[Items from a labeling collection]
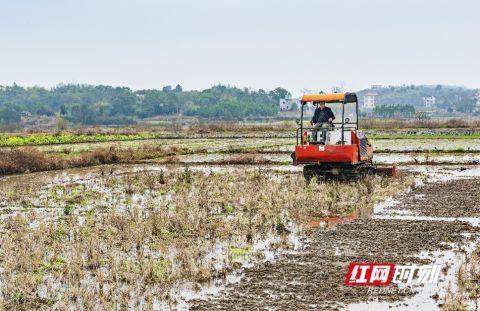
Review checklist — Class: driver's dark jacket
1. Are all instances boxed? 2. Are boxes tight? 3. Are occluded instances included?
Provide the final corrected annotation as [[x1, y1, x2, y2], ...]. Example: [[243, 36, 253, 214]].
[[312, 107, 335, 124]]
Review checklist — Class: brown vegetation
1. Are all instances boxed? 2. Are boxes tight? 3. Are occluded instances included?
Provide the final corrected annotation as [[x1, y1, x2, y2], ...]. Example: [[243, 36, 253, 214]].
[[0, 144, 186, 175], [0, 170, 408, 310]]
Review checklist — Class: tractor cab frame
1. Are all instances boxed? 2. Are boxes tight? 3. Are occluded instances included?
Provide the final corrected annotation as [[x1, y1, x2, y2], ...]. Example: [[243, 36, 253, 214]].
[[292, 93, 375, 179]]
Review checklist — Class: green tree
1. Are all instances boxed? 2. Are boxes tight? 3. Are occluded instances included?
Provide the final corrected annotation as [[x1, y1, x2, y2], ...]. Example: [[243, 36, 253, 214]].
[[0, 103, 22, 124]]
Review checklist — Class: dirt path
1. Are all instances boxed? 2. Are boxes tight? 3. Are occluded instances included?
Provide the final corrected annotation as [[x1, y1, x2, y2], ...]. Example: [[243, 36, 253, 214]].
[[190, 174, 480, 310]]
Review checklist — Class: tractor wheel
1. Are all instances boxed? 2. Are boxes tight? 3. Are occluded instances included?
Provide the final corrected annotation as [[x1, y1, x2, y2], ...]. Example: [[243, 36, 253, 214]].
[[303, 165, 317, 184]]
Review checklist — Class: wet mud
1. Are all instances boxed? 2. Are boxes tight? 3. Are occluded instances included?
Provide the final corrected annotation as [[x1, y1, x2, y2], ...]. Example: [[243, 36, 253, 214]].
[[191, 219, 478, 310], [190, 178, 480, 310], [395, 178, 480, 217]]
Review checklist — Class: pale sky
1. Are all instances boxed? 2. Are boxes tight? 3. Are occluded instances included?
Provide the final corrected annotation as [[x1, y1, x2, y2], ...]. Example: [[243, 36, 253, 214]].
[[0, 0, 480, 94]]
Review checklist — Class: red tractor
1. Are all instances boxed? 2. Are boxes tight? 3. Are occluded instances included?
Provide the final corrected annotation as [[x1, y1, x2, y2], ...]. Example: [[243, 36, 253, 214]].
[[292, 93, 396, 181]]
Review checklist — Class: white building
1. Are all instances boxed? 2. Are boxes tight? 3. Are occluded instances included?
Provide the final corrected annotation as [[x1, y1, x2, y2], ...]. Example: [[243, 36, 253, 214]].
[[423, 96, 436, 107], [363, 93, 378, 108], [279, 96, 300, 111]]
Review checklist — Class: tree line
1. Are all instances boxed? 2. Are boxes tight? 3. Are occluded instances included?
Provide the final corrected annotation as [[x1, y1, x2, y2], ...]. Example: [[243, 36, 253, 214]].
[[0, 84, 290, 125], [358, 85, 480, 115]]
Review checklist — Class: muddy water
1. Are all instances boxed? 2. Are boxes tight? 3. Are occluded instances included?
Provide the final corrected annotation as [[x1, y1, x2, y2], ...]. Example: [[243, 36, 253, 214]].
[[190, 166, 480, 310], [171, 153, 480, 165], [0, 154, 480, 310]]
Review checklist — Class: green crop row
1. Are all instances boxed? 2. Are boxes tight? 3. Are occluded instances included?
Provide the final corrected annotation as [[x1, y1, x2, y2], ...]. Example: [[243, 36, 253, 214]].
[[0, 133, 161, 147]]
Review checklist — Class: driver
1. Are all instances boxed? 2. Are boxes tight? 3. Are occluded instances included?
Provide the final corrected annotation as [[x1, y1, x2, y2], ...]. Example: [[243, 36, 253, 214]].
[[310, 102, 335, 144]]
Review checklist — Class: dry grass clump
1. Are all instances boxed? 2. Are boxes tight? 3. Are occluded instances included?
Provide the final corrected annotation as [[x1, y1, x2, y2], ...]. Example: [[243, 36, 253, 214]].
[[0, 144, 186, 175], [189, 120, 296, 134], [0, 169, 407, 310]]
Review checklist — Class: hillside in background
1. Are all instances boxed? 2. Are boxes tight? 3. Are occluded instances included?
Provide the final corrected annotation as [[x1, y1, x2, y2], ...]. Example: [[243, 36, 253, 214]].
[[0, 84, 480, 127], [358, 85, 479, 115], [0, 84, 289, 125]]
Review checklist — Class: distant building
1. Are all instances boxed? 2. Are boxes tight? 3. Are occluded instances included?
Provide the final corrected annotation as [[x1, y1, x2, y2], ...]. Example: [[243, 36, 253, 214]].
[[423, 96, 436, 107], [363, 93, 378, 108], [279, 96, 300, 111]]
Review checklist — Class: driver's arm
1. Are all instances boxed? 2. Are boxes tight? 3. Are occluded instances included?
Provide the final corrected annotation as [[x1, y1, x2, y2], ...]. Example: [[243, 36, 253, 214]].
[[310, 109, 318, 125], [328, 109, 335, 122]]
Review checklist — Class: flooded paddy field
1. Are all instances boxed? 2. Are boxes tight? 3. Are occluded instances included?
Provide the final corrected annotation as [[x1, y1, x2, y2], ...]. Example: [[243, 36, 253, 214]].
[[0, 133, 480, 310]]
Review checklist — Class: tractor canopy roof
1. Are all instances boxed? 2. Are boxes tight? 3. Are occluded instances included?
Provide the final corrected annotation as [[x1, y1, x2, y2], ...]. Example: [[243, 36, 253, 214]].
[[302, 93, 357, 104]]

• _STATED TASK_
Put all of the lines above into a two-column CSV with the header input,output. Give one row per line, with its text in input and its answer in output. Quote each field and turn any line breaks into spaces. Leave out the pictures.

• _RESULT OF THE EXERCISE_
input,output
"Review checklist — Class: driver's dark jacket 1. Are all instances boxed? 2. Are boxes tight? 3. Are occluded instances included? Provide the final corrected annotation as [[x1, y1, x2, y2], ...]. Example: [[243, 36, 253, 214]].","[[312, 107, 335, 124]]"
"Review checklist — Class: brown vegetation 1. Are all instances boxed? 2. Are boxes tight? 3. Are occluded instances included? Provide the final corrected annotation as [[x1, y1, x2, y2], ...]. Example: [[243, 36, 253, 214]].","[[0, 144, 186, 175], [0, 170, 408, 310]]"
"Review checklist — Class: tractor cab frame 1. Are all instances boxed? 2. Are boxes tight? 3. Are occluded instances included? Provide the final corrected annotation as [[x1, y1, x2, y2], ...]. Example: [[243, 36, 253, 214]].","[[292, 93, 375, 179]]"
"Review checklist — Class: green tree 1. Are all instances boxed? 2. Are boxes tight? 3. Are occluded instances included? Provide the final corrected annotation as [[x1, y1, x2, y2], ...]. Example: [[243, 36, 253, 214]].","[[0, 103, 22, 124]]"
"Review checklist — Class: dirt path 1. Are all instances boxed? 2. Are boxes tight? 3. Are occluded instances included? Provide the final corrected annotation as [[x1, y1, x2, y2], ...]. Example: [[243, 36, 253, 214]].","[[190, 174, 480, 310]]"
"Review checklist — Class: tractor wheel 1. Are all instances boxed? 2. Are boxes tight? 3. Are occluded instances included? Provide the final corrected annotation as [[x1, y1, x2, y2], ...]. Example: [[243, 36, 253, 214]].","[[303, 165, 317, 184]]"
"Review checklist — Class: wet mud 1. Are all instances boxed? 2. Are boxes tight? 3. Are occluded instances included? Provide the final corrected annotation as [[x1, y1, x2, y2], ...]. Example: [[243, 36, 253, 214]].","[[191, 219, 478, 310], [190, 178, 480, 310], [395, 178, 480, 217]]"
"Review checklist — Class: pale sky 1. Are all instances boxed? 2. Are boxes tight? 3. Are occluded instances included? Provide the final corrected annotation as [[x1, y1, x2, y2], ...]. Example: [[243, 36, 253, 214]].","[[0, 0, 480, 94]]"
"Review checklist — Class: red tractor 1. Are all instances boxed? 2. Are boxes tight? 3. Are occluded instances included? Provide the final corrected annotation as [[x1, y1, x2, y2], ...]. Example: [[243, 36, 253, 214]].","[[292, 93, 396, 181]]"
"Review checklist — Class: white building 1. Are all instances boxed? 2. Are boxes tight? 3. Are occluded instances included? Provide the final corrected annotation as [[x1, y1, x2, y2], ...]. Example: [[243, 36, 253, 214]].","[[423, 96, 436, 107], [363, 93, 378, 108], [279, 96, 300, 111]]"
"Review checklist — Class: tree line 1. Are all instances boxed? 2. Are boxes tight? 3. Are occluded instances included? Provide the final corrected annotation as [[x1, y1, x2, y2], ...]. Example: [[243, 36, 253, 214]].","[[0, 84, 290, 125], [358, 85, 480, 115]]"
"Review checklist — Class: muddy water 1. Are all instances boxed? 2. Are boxes tight? 3. Are occluded instances included? Provide the final corrected annotation as [[x1, y1, x2, y2], ...]. Example: [[243, 36, 253, 214]].","[[190, 166, 480, 310], [171, 153, 480, 165], [0, 154, 480, 310]]"
"Review checklist — Class: green crop row 1. Are all instances boxed? 2. Are boxes tight? 3. Are occluded instances included? Provide the final corrected annotation as [[x1, y1, x2, y2], ...]. Example: [[243, 36, 253, 214]].","[[0, 133, 161, 147]]"
"Review checklist — Class: driver 1. Are all instances boxed? 2. Are boxes tight? 3. Are occluded instances included? Provide the final corrected annotation as [[x1, y1, x2, y2], ...]. Example: [[243, 36, 253, 214]].","[[310, 102, 335, 144]]"
"Review checklist — Class: dry grass clump 1. Are all instances boxed? 2. Are boxes tight? 3. Are occluded instances included? Provide the final corrected annotation as [[x1, y1, x2, y2], ...]. Example: [[243, 36, 253, 214]].","[[0, 144, 186, 175], [189, 120, 296, 134], [0, 169, 407, 310]]"
"Review checklist — Class: hillside in background 1. Are all instances boxed? 2. Are boxes tight? 3. Are occluded instances included? Provide the final corrected annotation as [[x1, y1, x2, y2], ...]. Example: [[243, 36, 253, 214]].","[[0, 84, 480, 127], [358, 85, 479, 115], [0, 84, 289, 125]]"
"Review checklist — Class: distant building 1. Are all instances boxed? 2. Are boxes tight? 3. Are occluded instances included? Provide the final corrected annotation as [[x1, y1, x2, y2], ...]. Example: [[243, 36, 253, 214]].","[[423, 96, 436, 107], [363, 93, 378, 108], [279, 96, 300, 111]]"
"Review checklist — Class: driver's arm 1. Are all instances boxed? 2. Are boxes tight? 3. Are occluded instances included? Provide the final corrected annotation as [[x1, y1, x2, y2], ...]. Example: [[243, 36, 253, 214]].","[[310, 109, 318, 125], [328, 109, 335, 122]]"
"Review checklist — Class: flooded paddy field 1. Are all instances boxed? 2. Are boxes tight? 3. Are occluded instances included? Provide the final corrected annotation as [[x1, y1, x2, y2], ...]. Example: [[243, 36, 253, 214]].","[[0, 133, 480, 310]]"
"Review checklist — Class: tractor canopy roof 1. Are all instances boxed? 2. Are boxes tight? 3. Are occluded instances included? Provide the final corrected annotation as [[x1, y1, x2, y2], ...]. Example: [[243, 36, 253, 214]].","[[302, 93, 357, 104]]"